Copy all of the records below line for line, without changing anything.

Pointing records for named objects
****************************************

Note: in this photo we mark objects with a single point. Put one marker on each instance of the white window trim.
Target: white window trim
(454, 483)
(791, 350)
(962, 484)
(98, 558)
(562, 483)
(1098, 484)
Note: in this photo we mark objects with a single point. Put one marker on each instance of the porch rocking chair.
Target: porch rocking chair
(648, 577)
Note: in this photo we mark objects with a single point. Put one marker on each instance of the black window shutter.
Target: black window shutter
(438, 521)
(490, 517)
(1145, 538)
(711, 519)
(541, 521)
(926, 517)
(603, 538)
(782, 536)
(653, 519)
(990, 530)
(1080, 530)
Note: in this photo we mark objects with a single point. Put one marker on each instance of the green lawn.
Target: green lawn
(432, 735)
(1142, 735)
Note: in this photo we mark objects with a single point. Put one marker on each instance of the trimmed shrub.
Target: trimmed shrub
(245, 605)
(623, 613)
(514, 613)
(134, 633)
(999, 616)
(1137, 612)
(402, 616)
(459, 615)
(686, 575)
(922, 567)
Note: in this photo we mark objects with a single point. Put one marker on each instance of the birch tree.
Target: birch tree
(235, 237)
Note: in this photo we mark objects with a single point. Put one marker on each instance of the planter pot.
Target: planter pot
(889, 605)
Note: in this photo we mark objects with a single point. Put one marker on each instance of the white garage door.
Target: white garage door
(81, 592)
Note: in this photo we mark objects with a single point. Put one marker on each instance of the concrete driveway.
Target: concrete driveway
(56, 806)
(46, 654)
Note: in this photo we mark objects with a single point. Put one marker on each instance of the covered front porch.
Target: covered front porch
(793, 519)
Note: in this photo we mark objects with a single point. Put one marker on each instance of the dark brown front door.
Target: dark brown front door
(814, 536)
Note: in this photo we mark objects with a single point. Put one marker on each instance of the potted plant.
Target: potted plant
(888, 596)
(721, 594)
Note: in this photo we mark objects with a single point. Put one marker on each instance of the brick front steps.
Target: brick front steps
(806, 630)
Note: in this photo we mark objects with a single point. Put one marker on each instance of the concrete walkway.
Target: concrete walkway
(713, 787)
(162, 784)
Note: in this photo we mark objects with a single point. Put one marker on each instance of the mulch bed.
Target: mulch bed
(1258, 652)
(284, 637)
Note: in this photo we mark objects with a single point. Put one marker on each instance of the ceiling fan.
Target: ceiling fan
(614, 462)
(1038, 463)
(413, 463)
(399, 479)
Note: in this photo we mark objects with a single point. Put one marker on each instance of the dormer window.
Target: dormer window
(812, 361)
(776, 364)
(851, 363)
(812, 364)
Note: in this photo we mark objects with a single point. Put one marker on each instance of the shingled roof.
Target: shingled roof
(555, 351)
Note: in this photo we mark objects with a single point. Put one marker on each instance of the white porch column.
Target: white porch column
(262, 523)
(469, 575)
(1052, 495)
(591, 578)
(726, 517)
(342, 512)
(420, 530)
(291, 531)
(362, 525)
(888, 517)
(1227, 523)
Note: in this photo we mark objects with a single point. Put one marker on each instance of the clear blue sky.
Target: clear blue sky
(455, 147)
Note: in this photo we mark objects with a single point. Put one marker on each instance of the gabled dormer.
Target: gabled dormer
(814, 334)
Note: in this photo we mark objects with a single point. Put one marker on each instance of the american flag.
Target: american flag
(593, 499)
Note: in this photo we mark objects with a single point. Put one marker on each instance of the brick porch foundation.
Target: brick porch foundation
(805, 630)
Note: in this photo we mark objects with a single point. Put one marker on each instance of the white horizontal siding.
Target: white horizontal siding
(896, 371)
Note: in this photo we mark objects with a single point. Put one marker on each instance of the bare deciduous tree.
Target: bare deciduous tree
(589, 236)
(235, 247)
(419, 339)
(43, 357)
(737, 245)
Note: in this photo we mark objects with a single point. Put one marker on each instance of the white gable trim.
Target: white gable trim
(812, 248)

****************************************

TASK RESPONSE:
Note: in this photo we mark objects with a single point. Put one marker on each instance of the white window trim.
Target: white window trim
(454, 483)
(791, 350)
(962, 484)
(98, 558)
(562, 483)
(1098, 484)
Note: in this photo we mark objects with a single point. Put one marker on each instance of the porch rocking chair.
Target: porch rocking chair
(648, 577)
Note: in this photo we mark objects with a single point. Put one marker on each instance of the black window shutter.
Target: black window shutter
(438, 521)
(490, 517)
(1145, 538)
(711, 519)
(541, 521)
(926, 517)
(603, 538)
(782, 536)
(653, 519)
(990, 530)
(1080, 530)
Note: in this photo we mark objects with a single point. Put one marker on each instance of the green lawn.
Target: green lawn
(432, 735)
(1142, 735)
Note: in this photo we mark objects with a single point. Put one marker on each instance of the trimmed shrub.
Target: trimmed shrub
(245, 605)
(623, 613)
(514, 613)
(134, 633)
(999, 616)
(1137, 612)
(402, 616)
(459, 615)
(686, 575)
(922, 567)
Note: in this photo we mark objects with a single point. Put one marker on each instance of the birch tree.
Target: birch tree
(235, 237)
Note: in this photo we mark objects with a single point. Put one marker on each instance of the planter pot.
Target: planter pot
(889, 605)
Note: in this photo we mark objects with a single point. Put one marker on each instance of the white garage door.
Target: white garage door
(81, 592)
Note: in this photo we mark objects with a single point. Put one marker on each instance of the concrete driveway.
Target: concrete driveway
(56, 806)
(46, 654)
Note: in this photo we mark objects with a single point. Put one marker on each instance of the covered front porch.
Target: covered front porch
(793, 519)
Note: in this photo we mark objects with a single point. Put one marker on each instance of the dark brown front door.
Target: dark brown front door
(814, 536)
Note: in this photo we mark objects with a single point. Put one marker on each instance of the potted plant.
Target: potted plant
(888, 596)
(721, 594)
Note: in this photo we mark objects with a single point. Put one marker on each instance of the brick front steps.
Target: brick front steps
(806, 630)
Note: in this photo we mark objects with a single point. Put one marker on each instance of the concrete walkway.
Target: concrete walkway
(713, 787)
(162, 784)
Note: in this photo we mark objects with a single point. Put one marker on each instance of the mulch bed.
Target: mulch bed
(1258, 652)
(284, 637)
Note: in this photo we mark objects with a single point. Put one marker on each instance of the ceiling fan.
Target: ceiling fan
(614, 462)
(1038, 463)
(413, 463)
(399, 479)
Note: in this photo we mark objects with a single point. Put one marker on each instance of the dormer window.
Target: dormer window
(812, 361)
(776, 364)
(851, 363)
(812, 364)
Note: in this photo we mark objects with a single point. Put one marker on each instance of the shingled roof.
Target: shingled roof
(555, 351)
Note: in this photo we mark objects with a single point. Put one marker on each instance of the white porch column.
Target: white porch column
(262, 523)
(469, 575)
(1052, 495)
(591, 578)
(726, 517)
(342, 512)
(420, 530)
(291, 531)
(362, 525)
(888, 517)
(1227, 523)
Note: in this photo we mark objects with a single point. Put one marker on each instance of the clear blue sky.
Target: clear blue sky
(455, 147)
Note: in this photo we mark objects with a single point. Put one marker on each instance of the gabled dormer.
Target: gabled dormer
(814, 334)
Note: in this photo we mark objects with a single point. Put one marker on each instance of the american flag.
Target: american flag
(593, 499)
Note: in this photo we mark objects with a single point. Put one marker on each instance of the brick porch foundation.
Target: brick porch foundation
(805, 630)
Note: in this photo we mark objects with a single point. Put one marker on each instance of the white horizontal siding.
Target: white horizontal siding
(896, 371)
Note: in this photo we mark objects with a single point. Put one marker on each instance of the bare deciduous tree.
Target: bare deciduous tree
(589, 236)
(235, 247)
(419, 339)
(43, 357)
(737, 245)
Note: in this photo we mark objects with a single point. Put one marker on each instance of the white gable trim.
Target: white gable trim
(812, 248)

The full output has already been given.